(Outline labeling records)

═══

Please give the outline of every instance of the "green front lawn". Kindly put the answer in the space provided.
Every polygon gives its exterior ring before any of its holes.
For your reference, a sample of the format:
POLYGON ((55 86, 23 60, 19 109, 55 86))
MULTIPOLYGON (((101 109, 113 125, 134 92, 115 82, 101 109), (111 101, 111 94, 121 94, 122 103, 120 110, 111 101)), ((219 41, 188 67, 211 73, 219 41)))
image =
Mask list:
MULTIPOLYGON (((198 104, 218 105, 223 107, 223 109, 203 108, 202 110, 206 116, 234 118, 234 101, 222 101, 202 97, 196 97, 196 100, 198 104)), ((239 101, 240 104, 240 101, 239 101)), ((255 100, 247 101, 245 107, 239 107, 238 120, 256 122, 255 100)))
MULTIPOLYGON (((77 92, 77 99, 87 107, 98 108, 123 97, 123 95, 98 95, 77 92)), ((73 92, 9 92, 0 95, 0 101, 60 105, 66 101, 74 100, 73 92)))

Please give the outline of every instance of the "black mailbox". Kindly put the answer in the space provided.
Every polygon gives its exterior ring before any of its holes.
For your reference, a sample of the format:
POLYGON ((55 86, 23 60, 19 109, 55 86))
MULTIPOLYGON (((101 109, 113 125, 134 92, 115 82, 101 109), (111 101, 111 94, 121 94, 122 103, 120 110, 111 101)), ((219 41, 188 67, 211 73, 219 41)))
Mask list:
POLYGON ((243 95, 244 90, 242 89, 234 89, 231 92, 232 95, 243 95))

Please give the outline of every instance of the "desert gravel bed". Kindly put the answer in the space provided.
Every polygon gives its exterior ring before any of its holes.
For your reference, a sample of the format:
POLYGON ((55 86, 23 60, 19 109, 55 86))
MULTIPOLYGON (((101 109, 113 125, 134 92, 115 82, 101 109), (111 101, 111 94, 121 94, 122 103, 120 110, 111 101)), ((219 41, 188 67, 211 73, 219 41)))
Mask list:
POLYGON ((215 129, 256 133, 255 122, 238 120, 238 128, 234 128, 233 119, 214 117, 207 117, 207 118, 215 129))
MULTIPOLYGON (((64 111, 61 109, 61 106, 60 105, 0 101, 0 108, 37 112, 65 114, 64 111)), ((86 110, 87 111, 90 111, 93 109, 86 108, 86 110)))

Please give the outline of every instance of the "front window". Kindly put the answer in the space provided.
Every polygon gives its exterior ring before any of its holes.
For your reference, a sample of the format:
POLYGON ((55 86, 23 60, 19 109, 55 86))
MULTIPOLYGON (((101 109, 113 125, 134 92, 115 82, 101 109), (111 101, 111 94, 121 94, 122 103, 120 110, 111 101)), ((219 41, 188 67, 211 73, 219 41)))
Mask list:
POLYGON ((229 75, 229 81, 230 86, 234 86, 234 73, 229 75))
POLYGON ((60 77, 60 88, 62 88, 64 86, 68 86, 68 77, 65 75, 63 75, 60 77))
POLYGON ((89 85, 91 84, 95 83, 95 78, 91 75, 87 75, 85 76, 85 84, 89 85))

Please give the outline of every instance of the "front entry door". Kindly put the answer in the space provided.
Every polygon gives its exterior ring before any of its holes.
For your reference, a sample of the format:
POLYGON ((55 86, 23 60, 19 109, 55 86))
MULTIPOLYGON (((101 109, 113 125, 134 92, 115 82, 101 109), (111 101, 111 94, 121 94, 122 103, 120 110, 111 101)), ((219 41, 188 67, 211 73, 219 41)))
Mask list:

═══

Repeat all the entries exactly as given.

Please give the outline of every instance of the "green front lawn". Kindly put the answer in the space provided.
Every polygon gives its exterior ring before any of its holes.
For your reference, a sample of the format:
POLYGON ((55 86, 23 60, 19 109, 55 86))
MULTIPOLYGON (((101 109, 113 125, 134 92, 115 82, 101 109), (111 101, 111 94, 121 94, 122 103, 120 110, 111 101)), ((219 41, 188 67, 211 73, 219 41)))
image =
Mask list:
MULTIPOLYGON (((198 104, 218 105, 223 107, 223 109, 203 108, 202 110, 206 116, 234 118, 234 101, 222 101, 202 97, 196 97, 196 100, 198 104)), ((239 101, 240 104, 240 101, 239 101)), ((255 100, 247 101, 245 107, 239 107, 238 120, 256 122, 255 100)))
MULTIPOLYGON (((77 92, 77 99, 87 107, 98 108, 123 97, 123 95, 98 95, 77 92)), ((73 92, 9 92, 0 95, 0 101, 60 105, 66 101, 74 100, 73 92)))

Please give the outline of every instance of the "black mailbox". Kindly put the answer in the space provided.
Every polygon gives its exterior ring before any of its holes.
For your reference, a sample of the format:
POLYGON ((55 86, 23 60, 19 109, 55 86))
MULTIPOLYGON (((101 109, 113 125, 134 92, 115 82, 101 109), (111 101, 111 94, 121 94, 122 103, 120 110, 111 101)), ((219 41, 188 67, 211 73, 219 41)))
Mask list:
POLYGON ((243 95, 244 90, 242 89, 234 89, 231 92, 232 95, 243 95))

Please give the outline of every instance of the "desert gravel bed". Kindly put the answer in the space provided.
Every polygon gives its exterior ring before any of its holes.
For your reference, a sample of the format:
POLYGON ((55 86, 23 60, 19 109, 55 86))
MULTIPOLYGON (((101 109, 113 125, 134 92, 115 82, 101 109), (111 101, 111 94, 121 94, 122 103, 120 110, 111 101)), ((219 41, 188 67, 211 73, 219 41)))
Mask list:
POLYGON ((215 129, 256 133, 255 122, 238 120, 238 128, 234 128, 233 119, 214 117, 207 117, 207 118, 215 129))
MULTIPOLYGON (((64 111, 61 109, 61 106, 60 105, 0 101, 0 108, 37 112, 65 114, 64 111)), ((86 110, 87 111, 90 111, 93 109, 86 108, 86 110)))

Please give the outline of every instance of the "front window". Kindly put the answer in the space provided.
Every polygon gives its exterior ring before any of its holes.
For your reference, a sample of the format:
POLYGON ((55 86, 23 60, 19 109, 55 86))
MULTIPOLYGON (((101 109, 113 125, 134 92, 115 82, 101 109), (111 101, 111 94, 121 94, 122 103, 120 110, 111 101)), ((219 41, 188 67, 211 73, 219 41)))
Mask list:
POLYGON ((229 75, 229 81, 230 86, 234 86, 234 73, 229 75))
POLYGON ((60 77, 60 88, 62 88, 64 86, 68 86, 68 77, 65 75, 63 75, 60 77))
POLYGON ((89 85, 91 84, 95 83, 95 78, 91 75, 87 75, 85 76, 85 84, 89 85))

Please give the outline of every instance of the "front entry door". Kindly put the answer in the space provided.
Every polygon gives its exterior ring before any of its holes.
For your reference, a sample of the format:
POLYGON ((55 86, 23 60, 19 109, 55 86))
MULTIPOLYGON (((101 109, 113 125, 134 92, 115 82, 101 109), (111 101, 111 94, 121 94, 122 103, 120 110, 111 101)), ((219 41, 188 67, 211 73, 219 41)))
Mask list:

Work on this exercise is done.